## Исходный отрывок
Жулковского подвезли к гостинице.
— Желаю успеха, дорогой друг! Надо спешить.
— Спокойно, Имас. Передай большой привет лесной гвардии.
Имас торопил Риняка. Важно было взорвать мину вблизи станции. Мотор работал хорошо. «Оппель», повинуясь Риняку, уносил партизан из города. Риняк обернулся к Имасу и взглядом спросил: кто это был?
— Хороший человек, смелый, герой, — с гордостью сказал Имас.
На КП жандармы проверили документы. Все в порядке. Понадобилось еще полчаса, чтобы партизаны оказались на опушке соснового леса. Где-то здесь в густых кустах притаились Платонов и Павленко. Имас первым вышел из машины. Риняк загнал «оппель» в заросли кустарника. Словно из-под земли появился Платонов:
— Ну, что у вас?
— Докладываю: мина в пассажирском поезде. Он выходит со станции. Давай! — сказал Имас. — Ну, мы им сейчас устроим карусель!

## Что нужно
Выпишите исходный отрывок полностью, слово в слово, ничего не меняя.

## Записи
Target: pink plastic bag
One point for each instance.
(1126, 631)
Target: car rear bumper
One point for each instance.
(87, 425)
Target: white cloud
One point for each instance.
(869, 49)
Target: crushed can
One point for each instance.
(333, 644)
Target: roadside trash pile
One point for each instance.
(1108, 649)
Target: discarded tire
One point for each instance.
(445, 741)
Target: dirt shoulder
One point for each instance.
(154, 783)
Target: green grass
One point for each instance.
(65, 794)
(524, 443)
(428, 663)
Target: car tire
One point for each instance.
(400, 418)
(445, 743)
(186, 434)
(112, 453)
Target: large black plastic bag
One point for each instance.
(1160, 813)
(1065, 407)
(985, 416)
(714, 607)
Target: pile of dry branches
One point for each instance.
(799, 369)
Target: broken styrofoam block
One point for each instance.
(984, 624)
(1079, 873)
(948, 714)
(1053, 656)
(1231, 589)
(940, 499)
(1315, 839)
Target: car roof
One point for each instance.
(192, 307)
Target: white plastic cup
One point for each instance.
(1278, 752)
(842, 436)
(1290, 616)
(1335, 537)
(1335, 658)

## Ответ к заданию
Жулковского подвезли к гостинице.
— Желаю успеха, дорогой друг! Надо спешить.
— Спокойно, Имас. Передай большой привет лесной гвардии.
Имас торопил Риняка. Важно было взорвать мину вблизи станции. Мотор работал хорошо. «Оппель», повинуясь Риняку, уносил партизан из города. Риняк обернулся к Имасу и взглядом спросил: кто это был?
— Хороший человек, смелый, герой, — с гордостью сказал Имас.
На КП жандармы проверили документы. Все в порядке. Понадобилось еще полчаса, чтобы партизаны оказались на опушке соснового леса. Где-то здесь в густых кустах притаились Платонов и Павленко. Имас первым вышел из машины. Риняк загнал «оппель» в заросли кустарника. Словно из-под земли появился Платонов:
— Ну, что у вас?
— Докладываю: мина в пассажирском поезде. Он выходит со станции. Давай! — сказал Имас. — Ну, мы им сейчас устроим карусель!